Extract provided:
——————————
The Department need not prove all nine Holley factors as a “condition precedent”
to termination, and the absence of some factors does not bar the fact-finder from finding that
termination is in the child’s best interest. In re C.H., 89 S.W.3d at 27. While no one factor is
controlling, the analysis of a single factor may be adequate in a particular situation to support a
finding that termination is in the child’s best interest. In re J.O.C., 47 S.W.3d 108, 115 (Tex.
App.—Waco 2001, no pet.), disapproved of on other grounds by In re J.F.C., 96 S.W.3d at 267
n.39; see also Rios v. Texas Dep’t of Family & Protective Servs., No. 03-11-00565-CV, 2012 WL
2989237, at *8 (Tex. App.—Austin July 11, 2012, no pet.) (mem. op.).
——————————
Material provided:
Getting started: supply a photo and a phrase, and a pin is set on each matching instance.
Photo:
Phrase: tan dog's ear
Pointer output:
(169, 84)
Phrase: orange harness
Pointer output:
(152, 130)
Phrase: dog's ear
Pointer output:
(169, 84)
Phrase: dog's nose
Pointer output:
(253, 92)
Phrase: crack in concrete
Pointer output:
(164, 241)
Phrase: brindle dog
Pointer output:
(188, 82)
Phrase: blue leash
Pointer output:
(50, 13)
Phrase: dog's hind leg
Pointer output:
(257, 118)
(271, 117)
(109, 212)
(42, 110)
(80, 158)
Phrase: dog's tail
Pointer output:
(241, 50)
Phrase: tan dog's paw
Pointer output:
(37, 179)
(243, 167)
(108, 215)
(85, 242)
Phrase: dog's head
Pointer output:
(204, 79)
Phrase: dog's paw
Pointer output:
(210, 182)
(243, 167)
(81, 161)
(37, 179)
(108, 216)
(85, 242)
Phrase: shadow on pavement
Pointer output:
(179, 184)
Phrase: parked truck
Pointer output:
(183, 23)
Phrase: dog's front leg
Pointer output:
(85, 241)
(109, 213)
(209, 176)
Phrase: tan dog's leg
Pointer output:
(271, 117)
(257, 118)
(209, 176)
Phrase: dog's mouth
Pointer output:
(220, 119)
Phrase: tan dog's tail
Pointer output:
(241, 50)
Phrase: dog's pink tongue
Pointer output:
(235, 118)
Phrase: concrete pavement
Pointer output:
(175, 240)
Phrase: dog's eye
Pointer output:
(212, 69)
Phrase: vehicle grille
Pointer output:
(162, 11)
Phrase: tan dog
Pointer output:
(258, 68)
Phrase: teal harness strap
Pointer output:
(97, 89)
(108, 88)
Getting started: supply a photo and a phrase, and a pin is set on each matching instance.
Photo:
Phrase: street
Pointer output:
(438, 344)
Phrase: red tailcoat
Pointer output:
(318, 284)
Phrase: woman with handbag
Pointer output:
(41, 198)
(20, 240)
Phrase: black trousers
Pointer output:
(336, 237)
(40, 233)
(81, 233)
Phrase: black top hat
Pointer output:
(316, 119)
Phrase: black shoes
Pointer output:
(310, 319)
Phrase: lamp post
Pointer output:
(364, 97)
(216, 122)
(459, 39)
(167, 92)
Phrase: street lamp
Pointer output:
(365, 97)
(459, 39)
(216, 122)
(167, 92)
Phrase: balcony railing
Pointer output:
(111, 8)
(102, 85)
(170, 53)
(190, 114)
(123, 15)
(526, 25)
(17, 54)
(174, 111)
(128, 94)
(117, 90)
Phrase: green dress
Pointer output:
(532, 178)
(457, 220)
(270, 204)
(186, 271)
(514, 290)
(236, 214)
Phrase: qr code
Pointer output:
——————————
Required action: According to the passage on the Holley factors, how can a fact-finder decide that termination is in the child's best interest when some of the nine factors are absent? Answer in one to three sentences.

Solution below: The Department does not have to prove all nine Holley factors as a "condition precedent" to termination, so the absence of some factors does not bar that finding. No one factor is controlling, and in a particular situation the analysis of a single factor may be enough to support it.